───── Record list

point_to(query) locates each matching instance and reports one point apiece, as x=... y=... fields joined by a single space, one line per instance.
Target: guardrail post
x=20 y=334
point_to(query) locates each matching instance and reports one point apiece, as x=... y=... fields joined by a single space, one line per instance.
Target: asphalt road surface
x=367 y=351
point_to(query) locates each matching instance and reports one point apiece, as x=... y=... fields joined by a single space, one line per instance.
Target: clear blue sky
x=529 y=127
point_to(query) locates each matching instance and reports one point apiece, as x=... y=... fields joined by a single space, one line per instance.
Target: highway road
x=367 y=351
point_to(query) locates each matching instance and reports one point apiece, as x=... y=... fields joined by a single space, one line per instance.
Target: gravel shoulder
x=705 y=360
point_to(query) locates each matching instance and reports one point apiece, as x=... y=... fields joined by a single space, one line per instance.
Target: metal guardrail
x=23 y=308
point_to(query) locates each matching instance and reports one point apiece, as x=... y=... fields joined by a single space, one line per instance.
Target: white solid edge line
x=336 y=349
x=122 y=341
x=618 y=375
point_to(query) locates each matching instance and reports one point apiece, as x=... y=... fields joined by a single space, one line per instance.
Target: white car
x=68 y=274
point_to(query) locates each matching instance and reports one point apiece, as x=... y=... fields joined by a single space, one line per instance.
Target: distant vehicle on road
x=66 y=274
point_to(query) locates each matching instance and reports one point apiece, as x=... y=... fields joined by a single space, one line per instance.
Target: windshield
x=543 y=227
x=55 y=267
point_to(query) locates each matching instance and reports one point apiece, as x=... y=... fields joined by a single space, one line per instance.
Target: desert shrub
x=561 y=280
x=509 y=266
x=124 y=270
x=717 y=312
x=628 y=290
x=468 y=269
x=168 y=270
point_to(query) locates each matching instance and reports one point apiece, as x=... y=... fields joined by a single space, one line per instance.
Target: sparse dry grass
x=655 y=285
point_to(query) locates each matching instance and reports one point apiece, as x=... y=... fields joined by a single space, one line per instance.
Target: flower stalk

──────────

Written request ->
Produce an exact copy of all the records.

Result of this exercise ->
point_to(query) locates each matching instance and reports one point apiece, as x=... y=... fields joined by a single space, one line per instance.
Target: guardrail post
x=20 y=334
point_to(query) locates each matching instance and reports one point apiece, as x=... y=... fields joined by a single space, one line per instance.
Target: asphalt road surface
x=367 y=351
point_to(query) locates each matching instance and reports one point apiece, as x=... y=... fields joined by a single space, one line per instance.
Target: clear blue sky
x=529 y=127
point_to(query) locates each matching instance and reports one point apiece, as x=... y=... fields joined by a single space, one line per instance.
Target: highway road
x=367 y=351
point_to(query) locates each matching instance and reports one point apiece, as x=... y=... fields joined by a single space, one line per instance.
Target: gravel shoulder
x=705 y=360
point_to(query) locates each matching instance and reports one point apiece, as x=... y=... fields joined by a single space, one line per instance.
Target: metal guardrail
x=23 y=308
point_to(query) locates each matching instance and reports one point apiece, as x=... y=... fields joined by a single space, one line per instance.
Target: white solid edge line
x=336 y=349
x=122 y=341
x=618 y=375
point_to(query) locates each matching instance and reports one point apiece, as x=... y=... fields joined by a single space, one line per instance.
Target: white car
x=68 y=274
point_to(query) locates each matching instance and reports one point apiece, as x=... y=... fields joined by a single space, one line per instance.
Target: distant vehicle on road
x=66 y=274
point_to(query) locates each matching instance and reports one point apiece, as x=... y=... fields joined by a single space, one line per instance.
Target: windshield
x=543 y=227
x=55 y=267
point_to(query) locates each matching instance and reports one point apiece, as x=... y=... fields joined by a single space, one line per instance.
Target: desert shrub
x=561 y=280
x=509 y=266
x=124 y=270
x=717 y=312
x=628 y=290
x=468 y=269
x=168 y=270
point_to(query) locates each matching instance and reports one point apiece, as x=... y=... fields joined by a single space, one line per instance.
Target: sparse dry grass
x=655 y=285
point_to(query) locates each matching instance and reports one point apiece, as x=... y=... fields joined by a single space, one line per instance.
Target: flower stalk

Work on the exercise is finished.